■ TASK DETAILS ■
Swap every "bounding box" in the items below for "enclosing rectangle" and write the items out again with nothing else changed, leaving out the pictures.
━━━ PROVIDED DATA
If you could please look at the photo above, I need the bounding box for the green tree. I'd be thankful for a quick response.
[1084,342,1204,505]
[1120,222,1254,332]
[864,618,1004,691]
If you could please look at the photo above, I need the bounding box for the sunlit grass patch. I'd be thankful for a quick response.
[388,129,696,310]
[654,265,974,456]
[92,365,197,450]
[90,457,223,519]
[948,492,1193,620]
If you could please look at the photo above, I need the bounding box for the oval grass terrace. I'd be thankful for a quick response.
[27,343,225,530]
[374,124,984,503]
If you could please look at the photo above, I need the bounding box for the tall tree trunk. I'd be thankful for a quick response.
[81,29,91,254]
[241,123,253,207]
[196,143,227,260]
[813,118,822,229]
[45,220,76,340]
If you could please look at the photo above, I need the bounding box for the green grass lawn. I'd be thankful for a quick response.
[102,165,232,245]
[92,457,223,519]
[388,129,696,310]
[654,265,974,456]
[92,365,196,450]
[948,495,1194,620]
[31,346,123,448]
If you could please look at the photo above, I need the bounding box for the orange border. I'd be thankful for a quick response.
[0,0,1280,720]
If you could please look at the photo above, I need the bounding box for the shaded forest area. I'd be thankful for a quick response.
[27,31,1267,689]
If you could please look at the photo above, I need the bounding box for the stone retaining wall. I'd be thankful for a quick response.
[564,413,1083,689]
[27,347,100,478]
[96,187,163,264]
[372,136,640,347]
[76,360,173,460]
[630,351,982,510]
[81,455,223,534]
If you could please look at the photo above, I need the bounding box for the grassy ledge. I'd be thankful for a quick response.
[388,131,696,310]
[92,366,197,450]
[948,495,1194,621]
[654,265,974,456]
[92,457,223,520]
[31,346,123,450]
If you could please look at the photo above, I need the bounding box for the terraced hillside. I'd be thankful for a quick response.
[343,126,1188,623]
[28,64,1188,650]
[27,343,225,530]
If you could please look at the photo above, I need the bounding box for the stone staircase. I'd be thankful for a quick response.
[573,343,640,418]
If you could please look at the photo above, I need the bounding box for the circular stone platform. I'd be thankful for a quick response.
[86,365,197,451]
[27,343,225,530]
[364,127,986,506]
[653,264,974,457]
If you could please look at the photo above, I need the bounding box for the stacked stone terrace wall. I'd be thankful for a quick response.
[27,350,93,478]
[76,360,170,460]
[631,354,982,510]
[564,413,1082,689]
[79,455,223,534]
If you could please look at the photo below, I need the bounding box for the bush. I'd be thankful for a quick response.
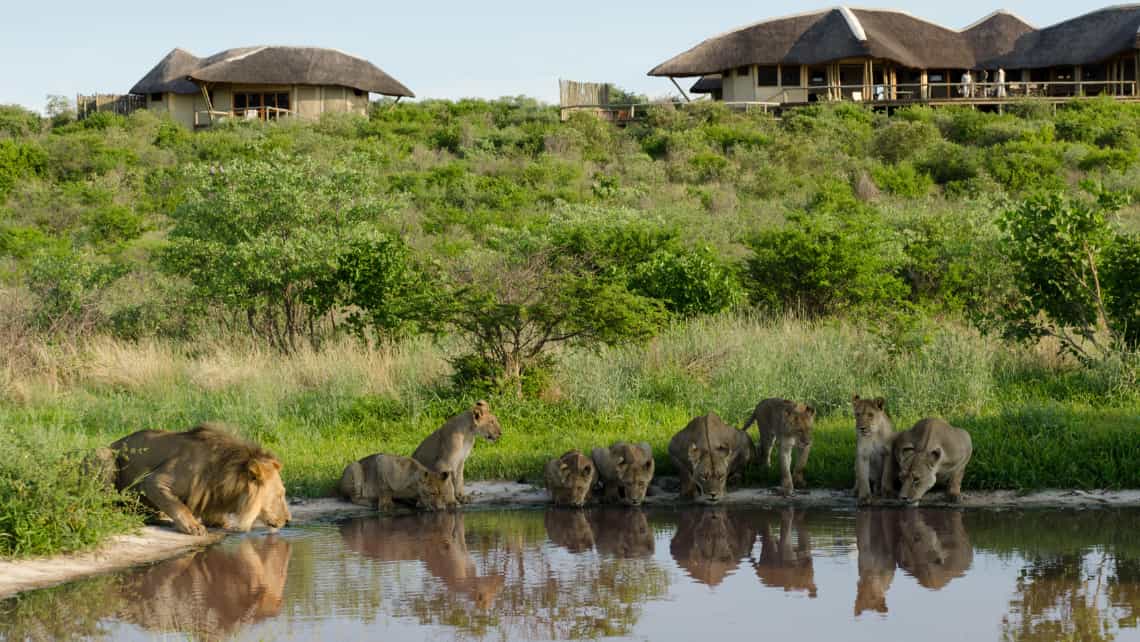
[915,143,982,185]
[872,120,942,163]
[629,247,743,317]
[748,188,906,316]
[986,141,1065,192]
[0,426,141,558]
[871,162,934,198]
[1102,234,1140,350]
[0,105,43,138]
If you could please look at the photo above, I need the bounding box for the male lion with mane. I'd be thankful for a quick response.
[96,423,292,535]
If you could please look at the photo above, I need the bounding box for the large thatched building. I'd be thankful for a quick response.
[131,47,414,127]
[649,5,1140,103]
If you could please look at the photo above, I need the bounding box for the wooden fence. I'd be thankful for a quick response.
[75,94,146,120]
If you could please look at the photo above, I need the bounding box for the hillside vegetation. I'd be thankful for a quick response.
[0,98,1140,554]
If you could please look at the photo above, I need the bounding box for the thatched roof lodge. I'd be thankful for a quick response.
[131,47,415,127]
[649,5,1140,104]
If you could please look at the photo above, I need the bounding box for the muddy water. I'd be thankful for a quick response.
[0,509,1140,642]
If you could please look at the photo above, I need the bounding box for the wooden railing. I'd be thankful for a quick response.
[194,107,296,127]
[779,80,1140,103]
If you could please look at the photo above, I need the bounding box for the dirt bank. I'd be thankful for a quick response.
[0,485,1140,598]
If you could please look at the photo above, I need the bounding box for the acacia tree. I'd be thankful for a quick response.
[160,154,406,351]
[446,251,666,396]
[999,185,1135,363]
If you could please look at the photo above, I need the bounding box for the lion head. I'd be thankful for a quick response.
[689,444,733,502]
[418,469,459,511]
[471,400,503,442]
[557,450,597,506]
[898,447,943,504]
[610,442,654,506]
[784,404,815,448]
[852,395,891,437]
[234,453,292,530]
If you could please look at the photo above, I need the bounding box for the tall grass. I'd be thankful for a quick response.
[0,315,1140,508]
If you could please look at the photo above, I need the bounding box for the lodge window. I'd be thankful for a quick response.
[756,66,780,87]
[234,92,290,121]
[780,65,799,87]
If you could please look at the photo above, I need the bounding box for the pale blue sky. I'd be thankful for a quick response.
[0,0,1121,109]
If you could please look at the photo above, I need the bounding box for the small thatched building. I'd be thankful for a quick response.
[131,47,415,127]
[649,5,1140,103]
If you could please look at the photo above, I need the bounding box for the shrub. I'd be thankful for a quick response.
[871,162,934,198]
[748,188,906,316]
[986,141,1065,192]
[1102,234,1140,350]
[872,120,942,163]
[0,105,42,138]
[915,143,982,185]
[0,428,141,558]
[999,186,1134,363]
[629,247,743,316]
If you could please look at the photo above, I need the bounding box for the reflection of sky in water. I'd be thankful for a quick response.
[0,511,1140,642]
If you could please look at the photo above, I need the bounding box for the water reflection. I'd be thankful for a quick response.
[0,507,1140,641]
[752,509,819,599]
[340,511,503,609]
[669,509,756,586]
[115,535,291,640]
[855,509,974,616]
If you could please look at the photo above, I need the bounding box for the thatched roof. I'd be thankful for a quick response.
[649,5,1140,76]
[131,47,415,97]
[689,74,723,94]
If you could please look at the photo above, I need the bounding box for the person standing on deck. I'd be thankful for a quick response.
[958,70,974,98]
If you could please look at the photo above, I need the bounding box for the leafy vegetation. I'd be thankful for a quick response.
[0,98,1140,558]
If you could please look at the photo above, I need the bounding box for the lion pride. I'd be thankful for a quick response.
[96,423,291,535]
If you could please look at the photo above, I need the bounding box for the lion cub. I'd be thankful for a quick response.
[412,401,503,504]
[340,454,458,511]
[543,450,597,506]
[591,441,656,506]
[882,417,974,504]
[742,398,815,495]
[852,395,895,504]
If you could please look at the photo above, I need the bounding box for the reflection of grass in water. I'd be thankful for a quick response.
[0,576,122,640]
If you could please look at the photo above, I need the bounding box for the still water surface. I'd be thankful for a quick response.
[0,509,1140,642]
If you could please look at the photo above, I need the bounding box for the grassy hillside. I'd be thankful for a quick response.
[0,99,1140,554]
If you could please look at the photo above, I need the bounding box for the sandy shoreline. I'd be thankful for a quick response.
[0,478,1140,599]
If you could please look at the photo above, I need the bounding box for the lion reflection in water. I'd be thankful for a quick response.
[341,512,504,609]
[543,507,656,559]
[117,535,291,640]
[669,509,756,586]
[855,510,974,616]
[752,509,819,599]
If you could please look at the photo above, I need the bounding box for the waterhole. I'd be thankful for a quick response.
[0,509,1140,642]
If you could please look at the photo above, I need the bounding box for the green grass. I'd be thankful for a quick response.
[0,316,1140,508]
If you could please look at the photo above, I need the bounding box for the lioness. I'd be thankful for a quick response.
[96,423,291,535]
[744,398,815,496]
[543,450,597,506]
[340,454,458,511]
[669,413,754,503]
[852,395,895,504]
[412,401,503,504]
[591,441,656,506]
[882,417,974,504]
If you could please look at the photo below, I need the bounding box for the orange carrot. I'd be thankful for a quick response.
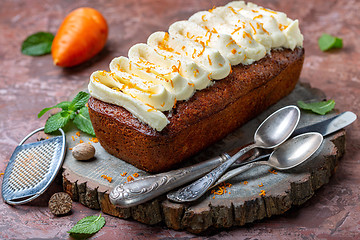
━━━━━━
■ SOLUTION FOR THIS TASK ■
If you could please look at the photo above, I need the enclosing rectangle for the green tree. I'd be thankful for a quick response.
[1084,342,1204,505]
[1120,222,1254,332]
[864,618,1004,691]
If you could please look at the photo above, I need the enclosing rectangle for the sunlit grass patch. I'd be thankful for a quick response.
[388,129,696,310]
[654,265,974,456]
[92,365,197,450]
[90,457,223,519]
[948,492,1193,620]
If you could please look at the photo above, I need the enclosing rectangle for the oval grass terrace. I'd be thankful for a quick response.
[27,343,225,530]
[374,124,984,503]
If you could please look at the photo above, I need the enclosing rectangle for the tall tree trunk. I'd be thankful for a quick response.
[81,29,91,254]
[241,123,253,207]
[196,143,227,260]
[813,118,822,229]
[45,220,76,340]
If you could please look at the photo above, I need the enclosing rectangle for the green grass lawn. I'd be thankful for a quick response.
[102,165,232,245]
[92,457,223,519]
[388,129,696,310]
[654,265,974,456]
[92,365,196,450]
[948,495,1194,620]
[31,346,123,448]
If you could please look at the photo above, I need the enclosing rectangle for the orange border. I'd be thankful for a quick response.
[0,0,1280,720]
If you could please look at the photo above, I need the enclosing rectangle for the shaded forest area. I'd be thankful for a quick response.
[27,31,1267,689]
If you could please look at the photo above, I need the enclosing rectangle for the stone retaining wall. I'd be thankful for a quick response.
[564,413,1083,689]
[27,347,100,478]
[96,187,163,264]
[372,136,640,347]
[76,360,173,460]
[630,351,982,510]
[81,455,223,534]
If you could please look at the photo above, I need the enclosing rectangle for the grassy ledge. I'd be thankful for a quick response.
[388,131,696,310]
[92,366,197,450]
[948,495,1194,621]
[654,265,974,456]
[92,457,223,520]
[31,346,123,450]
If you could please look at the photo above, I need the enclosing rectangle for the terraced hillside. I'd be thankful for a quick response.
[343,126,1188,623]
[28,64,1188,650]
[27,343,225,530]
If you could please look at the photo above, I need the enclosing rectangle for the stone staircase. I'd be thankful for a quick response.
[573,343,640,418]
If you could please look at the photo above, I need the enclosing rectangle for the circular stone platform. I'd be thankful for a quick response.
[86,365,197,451]
[27,343,225,530]
[364,127,986,506]
[653,264,974,457]
If you could please look at the photo above, I need the enclosing rectangle for the stacked stone terrace wall. I'd be thankful for a quick response.
[27,350,93,478]
[76,360,170,460]
[631,354,982,510]
[564,413,1082,689]
[79,455,223,534]
If you could please look at the photo below, I need the enclosing rectangle for the bush. I'd be thankful for a quick response.
[915,143,982,185]
[872,120,942,163]
[629,247,743,317]
[748,188,906,316]
[986,141,1065,192]
[0,426,141,558]
[871,162,934,198]
[1102,234,1140,350]
[0,105,43,138]
If you could please look at the photo above, I need the enclosing rectangle for the male lion with mane. I'd be thankful for a quick response.
[96,423,292,535]
If you could please look at the photo above, I need the enclosing rectangle for the large thatched building. I'd be thankful for a quick response.
[131,47,414,127]
[649,5,1140,103]
If you could please look at the photo above, I need the enclosing rectangle for the wooden fence. I'd be thankful for a quick response.
[75,94,146,120]
If you could please look at the photo above, I need the enclosing rectangle for the hillside vegetation. I'd be thankful for a quick response.
[0,98,1140,554]
If you could please look at the photo above, I need the enclosing rectangle for the thatched roof lodge. I'd be thankful for a quick response.
[131,47,415,127]
[649,5,1140,104]
If you could please look at the photo above, I need the enclosing rectangle for the muddy water. I'd be thankful for a quick response.
[0,509,1140,642]
If you could please look at the photo above, I need the enclosing rectangle for the wooden railing. I'd be thankful for a quick response.
[194,107,296,127]
[779,80,1140,103]
If you could please look at the photo above, I need the enclosing rectangle for the dirt bank. I'd be thankful for a quick response.
[0,485,1140,598]
If you could please look at the photo above, I need the enclosing rectangle for the acacia tree. I'd be thankful for a quick response.
[160,154,406,351]
[446,251,666,396]
[999,185,1135,363]
If you could please look at the photo above, I need the enclosing rectangle for the lion head. I'd be thankful for a quick response.
[689,444,733,502]
[418,469,459,511]
[471,400,503,442]
[557,450,597,506]
[898,447,943,504]
[610,442,654,506]
[784,404,815,448]
[852,395,891,437]
[234,453,292,530]
If you could please look at the photo above, I need the enclosing rectangle for the tall grass. I'd be thankful for a quick response.
[0,315,1140,508]
If you could please look at the photo above, I need the enclosing rectangle for the lodge window. I'd be thankful for a quick response.
[756,66,780,87]
[234,92,290,121]
[780,65,799,87]
If you could please look at the photo above, I need the enclosing rectangle for the pale blue sky. I'd be thankful for a quick response.
[0,0,1121,109]
If you could please look at the photo above, I need the enclosing rectangle for the small thatched building. I'd be thankful for a quick response.
[131,47,415,127]
[649,5,1140,103]
If you could please look at the photo above, I need the enclosing rectangle for the shrub. I'd be thankful for a quick response.
[871,162,934,198]
[748,188,906,316]
[986,141,1065,192]
[1102,234,1140,350]
[872,120,942,163]
[0,105,42,138]
[915,143,982,185]
[0,428,141,558]
[999,186,1134,363]
[629,247,743,316]
If you could please look at the photo above, I need the enclosing rectangle for the reflection of sky in water. I'd be thankful for a quick response.
[0,511,1140,642]
If you could please look at the photo above, I need the enclosing rectangle for the water reflection. I'd be thankful for a quick response.
[0,507,1140,641]
[752,509,819,599]
[340,511,503,609]
[669,509,756,586]
[115,535,291,640]
[855,509,974,616]
If you could please look at the photo above, I need the enclosing rectangle for the thatched roof. I'd be thankful for a quick response.
[649,5,1140,76]
[131,47,415,97]
[689,74,723,94]
If you could please look at the photo above, I need the enclosing rectangle for the person standing on deck. I'd be thankful for a quick response.
[958,70,974,98]
If you could please look at the photo above, I need the enclosing rectangle for the leafy vegetation. I'd be thankful for a quick response.
[0,98,1140,558]
If you could please look at the photo above, I need the enclosing rectangle for the lion pride. I'd be thankful for a quick response.
[96,423,291,535]
If you could please look at the photo above, I need the enclosing rectangle for the lion cub. I'd be thankful for a quick response.
[412,401,503,504]
[340,454,458,511]
[543,450,597,506]
[591,441,656,506]
[882,417,974,504]
[742,398,815,495]
[852,395,895,504]
If you could please look at the photo above, I need the enclosing rectangle for the reflection of grass in water. I'd be thankful for a quick response.
[0,576,122,640]
If you could please look at the photo above, I need the enclosing rectangle for the still water surface. I'd be thankful for a quick response.
[0,509,1140,642]
If you could please look at the photo above, I need the enclosing rectangle for the grassy hillside. I'd be thankful for a quick response.
[0,99,1140,554]
If you could please look at the photo above, I need the enclosing rectangle for the sandy shoreline. I'd be thankful for a quick response.
[0,478,1140,599]
If you could please look at the photo above, I need the enclosing rectangle for the lion reflection in water. I'd be thankful for a quick response.
[341,512,504,609]
[543,507,656,559]
[117,535,291,640]
[669,509,756,586]
[855,510,974,616]
[752,509,819,599]
If you could please look at the photo above, I need the enclosing rectangle for the waterhole. I'd be thankful for a quick response.
[0,509,1140,642]
If you could please look at the photo above, I need the enclosing rectangle for the green grass. I'd be thankful for a quick response.
[0,316,1140,508]
If you could please look at the photo above, I need the enclosing rectangle for the lioness. I'd be thankful for a quick response.
[96,423,291,535]
[744,398,815,496]
[543,450,597,506]
[340,454,458,511]
[669,413,754,503]
[852,395,895,504]
[412,401,503,504]
[591,441,656,506]
[882,417,974,504]
If you could please look at the photo below, I need the enclosing rectangle for the orange carrot. I'd be thankful for a quick response.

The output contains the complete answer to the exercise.